* _EXERCISE GOAL_: Return every line of the data below word for word, including the punctuation.

═══ THE INPUT ═══

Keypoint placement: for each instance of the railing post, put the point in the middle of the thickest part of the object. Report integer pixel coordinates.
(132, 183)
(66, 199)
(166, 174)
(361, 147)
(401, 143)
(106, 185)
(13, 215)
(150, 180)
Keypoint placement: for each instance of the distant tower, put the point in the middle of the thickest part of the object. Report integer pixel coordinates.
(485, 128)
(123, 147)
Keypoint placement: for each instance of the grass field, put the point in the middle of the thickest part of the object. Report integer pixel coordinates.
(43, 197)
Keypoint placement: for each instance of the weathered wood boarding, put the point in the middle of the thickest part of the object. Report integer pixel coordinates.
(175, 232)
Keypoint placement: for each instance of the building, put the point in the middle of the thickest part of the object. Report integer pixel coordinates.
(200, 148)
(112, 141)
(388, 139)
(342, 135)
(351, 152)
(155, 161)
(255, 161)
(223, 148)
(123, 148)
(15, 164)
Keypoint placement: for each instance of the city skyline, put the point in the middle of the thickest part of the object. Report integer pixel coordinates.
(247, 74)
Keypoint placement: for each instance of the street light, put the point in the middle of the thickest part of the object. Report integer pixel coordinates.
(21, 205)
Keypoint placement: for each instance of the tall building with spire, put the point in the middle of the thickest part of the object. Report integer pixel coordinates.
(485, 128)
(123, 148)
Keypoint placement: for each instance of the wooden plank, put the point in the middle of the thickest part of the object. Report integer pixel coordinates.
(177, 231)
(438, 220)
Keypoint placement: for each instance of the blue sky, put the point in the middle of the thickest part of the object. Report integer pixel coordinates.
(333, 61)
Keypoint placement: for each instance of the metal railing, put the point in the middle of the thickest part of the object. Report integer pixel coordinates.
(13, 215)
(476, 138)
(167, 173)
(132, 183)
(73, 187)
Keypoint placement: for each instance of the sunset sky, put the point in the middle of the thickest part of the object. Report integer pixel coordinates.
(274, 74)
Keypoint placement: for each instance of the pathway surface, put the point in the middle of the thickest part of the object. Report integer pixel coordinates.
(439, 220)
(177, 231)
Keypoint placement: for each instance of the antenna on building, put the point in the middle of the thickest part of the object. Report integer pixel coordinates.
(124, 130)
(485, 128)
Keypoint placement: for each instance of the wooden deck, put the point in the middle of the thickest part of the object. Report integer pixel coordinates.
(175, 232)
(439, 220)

═══

* _RESPONSE BELOW_:
Keypoint placement: for each instance of the railing post, put the point in the middle of the thickest part of the object. Report integer pixel coordinates.
(132, 183)
(66, 199)
(166, 174)
(361, 147)
(401, 143)
(106, 185)
(13, 215)
(150, 180)
Keypoint placement: for each instance of the distant tower, put the point in the middle of the thickest part of the object. Report integer pixel coordinates.
(485, 128)
(123, 147)
Keypoint placement: for each instance of the grass field, put the point in the middle of the thickest part of the object. Report integer pixel coordinates.
(43, 197)
Keypoint placement: for each instance of the weathered wood boarding, put the point in the middle of the thickest part of the object. Report integer pixel coordinates.
(175, 232)
Keypoint placement: for each instance of the building, put the point in the middle of the thickest part of the object. Report integer pixel coordinates.
(200, 148)
(112, 141)
(388, 139)
(342, 135)
(351, 152)
(155, 161)
(255, 161)
(223, 148)
(123, 148)
(15, 164)
Keypoint placement: for each instance of the city skyline, put the point in the middle of the thickest part of the object. Report integer pixel coordinates.
(247, 74)
Keypoint placement: for each instance of the street light, put the point in the middle of the thickest part of the object. Report integer pixel coordinates.
(21, 205)
Keypoint placement: for each instance of the tall building with spire, put the point in the middle of the thickest part of the object. Report integer pixel coordinates.
(485, 128)
(123, 148)
Keypoint placement: for each instance of the wooden plank, put the point in the middle of the thickest part of the object. Report integer pixel coordinates.
(177, 231)
(438, 220)
Keypoint placement: for each instance of the blue sky, put the point in the middle of the thickest part of the object. Report integer pixel coordinates.
(333, 61)
Keypoint placement: for each instance of the metal railing, put the point in the middle of the thickest part of the object. Report integer pixel coordinates.
(13, 215)
(476, 138)
(167, 173)
(132, 183)
(73, 187)
Keypoint placement: for each instance of the sunset sky, put the point in the middle of the thickest part of the object. Report integer pixel coordinates.
(274, 74)
Keypoint placement: for each instance of the pathway surface, put the point in the middle of the thickest part of the object. Report integer pixel coordinates.
(439, 220)
(177, 231)
Keypoint placement: for each instance of the antenna on building, put the point in the middle of the thickest part of the object. Report integer pixel coordinates.
(124, 130)
(485, 128)
Keypoint placement: for each instance of the wooden deck, put the point in the middle of the thickest part of the object. Report integer pixel coordinates.
(175, 232)
(439, 220)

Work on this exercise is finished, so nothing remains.